Nuovi studi nel campo dell'economia computazionale hanno dimostrato come gli algoritmi di pricing basati sull'intelligenza artificiale, sempre più diffusi nei mercati digitali globali, stiano imparando a manipolare i prezzi al rialzo senza alcuna istruzione umana esplicita. Una capacità emergente di cui forse avremmo fatto a meno.
Attraverso processi di reinforcement learning, questi agenti software scoprono che la cooperazione tacita con i concorrenti — una strategia nota nella teoria dei giochi come equilibrio di Nash — massimizza i profitti più della competizione aggressiva. Il fenomeno, che trasforma radicalmente le dinamiche di mercato, pone le aziende di fronte a rischi legali inediti, perché ci si potrebbe trovare ad affrontare problemi di antitrust e a poter rispondere solo “è stata l’AI”. Allo stesso tempo, i regolatori potrebbero trovarsi di fronte e dover sanzionare un "accordo" che tecnicamente non è mai stato stipulato.

## VOCI FORNITE
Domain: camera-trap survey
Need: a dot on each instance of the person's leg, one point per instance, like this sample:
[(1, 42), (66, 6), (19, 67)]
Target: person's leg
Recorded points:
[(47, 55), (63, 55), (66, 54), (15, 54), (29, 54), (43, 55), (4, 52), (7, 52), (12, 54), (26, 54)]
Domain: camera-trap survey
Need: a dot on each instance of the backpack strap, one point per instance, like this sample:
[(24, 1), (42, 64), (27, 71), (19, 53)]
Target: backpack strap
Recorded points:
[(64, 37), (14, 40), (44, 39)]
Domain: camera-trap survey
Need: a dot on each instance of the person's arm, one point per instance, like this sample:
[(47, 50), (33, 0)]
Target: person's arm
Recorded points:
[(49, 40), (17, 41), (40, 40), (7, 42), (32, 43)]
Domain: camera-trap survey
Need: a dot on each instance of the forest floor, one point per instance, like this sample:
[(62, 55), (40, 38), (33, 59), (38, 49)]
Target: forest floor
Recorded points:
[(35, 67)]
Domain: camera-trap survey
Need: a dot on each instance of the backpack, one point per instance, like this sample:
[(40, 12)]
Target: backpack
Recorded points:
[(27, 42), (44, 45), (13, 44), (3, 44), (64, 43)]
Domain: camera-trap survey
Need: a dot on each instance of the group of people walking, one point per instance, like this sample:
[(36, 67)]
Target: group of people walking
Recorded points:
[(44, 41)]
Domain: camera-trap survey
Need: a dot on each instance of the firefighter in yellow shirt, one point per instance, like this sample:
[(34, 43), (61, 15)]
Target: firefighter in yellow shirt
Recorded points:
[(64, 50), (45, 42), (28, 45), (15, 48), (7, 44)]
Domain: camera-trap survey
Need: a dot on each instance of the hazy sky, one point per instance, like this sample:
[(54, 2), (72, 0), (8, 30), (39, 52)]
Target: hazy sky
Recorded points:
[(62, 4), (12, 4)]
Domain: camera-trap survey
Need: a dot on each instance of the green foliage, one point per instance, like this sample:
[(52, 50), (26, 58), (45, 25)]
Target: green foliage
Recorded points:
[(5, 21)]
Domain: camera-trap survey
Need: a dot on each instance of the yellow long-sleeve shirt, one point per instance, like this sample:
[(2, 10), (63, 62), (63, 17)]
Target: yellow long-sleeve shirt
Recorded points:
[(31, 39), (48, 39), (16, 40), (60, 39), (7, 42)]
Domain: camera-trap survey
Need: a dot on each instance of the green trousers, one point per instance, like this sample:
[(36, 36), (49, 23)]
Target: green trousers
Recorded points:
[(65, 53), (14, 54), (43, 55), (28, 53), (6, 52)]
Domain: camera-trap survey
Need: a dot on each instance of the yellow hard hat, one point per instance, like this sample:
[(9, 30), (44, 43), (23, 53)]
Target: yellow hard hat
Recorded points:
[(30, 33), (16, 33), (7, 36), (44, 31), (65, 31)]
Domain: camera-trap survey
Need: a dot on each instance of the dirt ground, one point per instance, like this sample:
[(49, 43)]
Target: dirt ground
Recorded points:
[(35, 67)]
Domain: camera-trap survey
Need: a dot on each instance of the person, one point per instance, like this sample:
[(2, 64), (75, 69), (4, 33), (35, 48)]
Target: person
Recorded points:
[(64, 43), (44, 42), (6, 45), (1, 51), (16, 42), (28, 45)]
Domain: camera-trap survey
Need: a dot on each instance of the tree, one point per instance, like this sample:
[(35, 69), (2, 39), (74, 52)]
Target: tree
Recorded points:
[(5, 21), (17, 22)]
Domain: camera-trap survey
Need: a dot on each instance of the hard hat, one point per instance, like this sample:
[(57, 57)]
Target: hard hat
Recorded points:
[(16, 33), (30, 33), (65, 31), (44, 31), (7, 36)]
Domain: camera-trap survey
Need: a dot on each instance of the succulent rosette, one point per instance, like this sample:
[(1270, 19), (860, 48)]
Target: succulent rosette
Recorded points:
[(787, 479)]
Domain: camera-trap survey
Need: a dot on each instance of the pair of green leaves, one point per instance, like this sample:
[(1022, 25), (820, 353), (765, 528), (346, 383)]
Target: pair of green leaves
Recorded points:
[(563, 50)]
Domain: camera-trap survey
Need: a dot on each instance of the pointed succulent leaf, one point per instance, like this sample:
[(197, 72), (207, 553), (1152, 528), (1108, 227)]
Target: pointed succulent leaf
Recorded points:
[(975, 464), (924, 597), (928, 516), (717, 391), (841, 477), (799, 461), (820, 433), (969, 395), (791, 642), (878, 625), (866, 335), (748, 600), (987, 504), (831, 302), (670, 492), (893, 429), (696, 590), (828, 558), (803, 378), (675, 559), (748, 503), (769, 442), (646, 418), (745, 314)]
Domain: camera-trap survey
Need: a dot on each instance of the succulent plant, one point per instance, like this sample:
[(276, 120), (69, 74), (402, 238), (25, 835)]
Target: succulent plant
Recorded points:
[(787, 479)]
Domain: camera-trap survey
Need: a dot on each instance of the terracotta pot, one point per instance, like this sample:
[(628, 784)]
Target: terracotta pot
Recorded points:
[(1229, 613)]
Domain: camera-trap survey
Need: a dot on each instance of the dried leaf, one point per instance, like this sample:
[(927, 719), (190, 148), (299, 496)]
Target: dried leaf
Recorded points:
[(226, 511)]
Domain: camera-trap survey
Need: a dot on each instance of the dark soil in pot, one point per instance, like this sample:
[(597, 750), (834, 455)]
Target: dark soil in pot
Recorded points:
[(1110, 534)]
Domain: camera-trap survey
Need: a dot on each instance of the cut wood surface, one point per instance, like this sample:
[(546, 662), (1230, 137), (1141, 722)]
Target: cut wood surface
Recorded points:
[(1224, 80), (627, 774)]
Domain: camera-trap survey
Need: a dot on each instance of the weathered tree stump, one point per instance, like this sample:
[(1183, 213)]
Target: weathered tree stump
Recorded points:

## COMPITO ASSEGNATO 1
Secondo l'estratto sugli algoritmi di pricing, quale strategia scoprono gli agenti software come più redditizia della competizione aggressiva?
## COMPITO ASSEGNATO 2
Nelle voci, sostituisci "camera-trap survey" con "wildlife monitoring" lasciando invariato tutto il resto. Parti dalla prima riga delle voci, fermati dopo la riga che contiene "[(49, 40), (17, 41), (40, 40), (7, 42), (32, 43)]" e riporta solo queste righe.
L'estratto e le voci sono materiali distinti, senza alcun legame tra loro.

## SOLUZIONE DEL COMPITO 1
La cooperazione tacita con i concorrenti.

## SOLUZIONE DEL COMPITO 2
Domain: wildlife monitoring
Need: a dot on each instance of the person's leg, one point per instance, like this sample:
[(1, 42), (66, 6), (19, 67)]
Target: person's leg
Recorded points:
[(47, 55), (63, 55), (66, 54), (15, 54), (29, 54), (43, 55), (4, 52), (7, 52), (12, 54), (26, 54)]
Domain: wildlife monitoring
Need: a dot on each instance of the backpack strap, one point per instance, like this sample:
[(24, 1), (42, 64), (27, 71), (19, 53)]
Target: backpack strap
Recorded points:
[(64, 37), (14, 40), (44, 39)]
Domain: wildlife monitoring
Need: a dot on each instance of the person's arm, one point per instance, like this sample:
[(47, 50), (33, 0)]
Target: person's arm
Recorded points:
[(49, 40), (17, 41), (40, 40), (7, 42), (32, 43)]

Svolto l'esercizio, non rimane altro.